## Objectif
Restituez l'ensemble de ces enregistrements sous forme de CSV à deux colonnes, nommées consigne et réponse, à raison d'une ligne par enregistrement. Mettez chaque champ entre guillemets et remplacez les sauts de ligne par des espaces.

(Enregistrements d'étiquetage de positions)
"""
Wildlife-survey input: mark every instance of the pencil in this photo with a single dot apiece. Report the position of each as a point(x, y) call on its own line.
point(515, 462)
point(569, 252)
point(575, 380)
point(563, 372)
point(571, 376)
"""
## Corrigé
consigne,réponse
"Wildlife-survey input: mark every instance of the pencil in this photo with a single dot apiece. Report the position of each as a point(x, y) call on its own line.","point(515, 462) point(569, 252) point(575, 380) point(563, 372) point(571, 376)"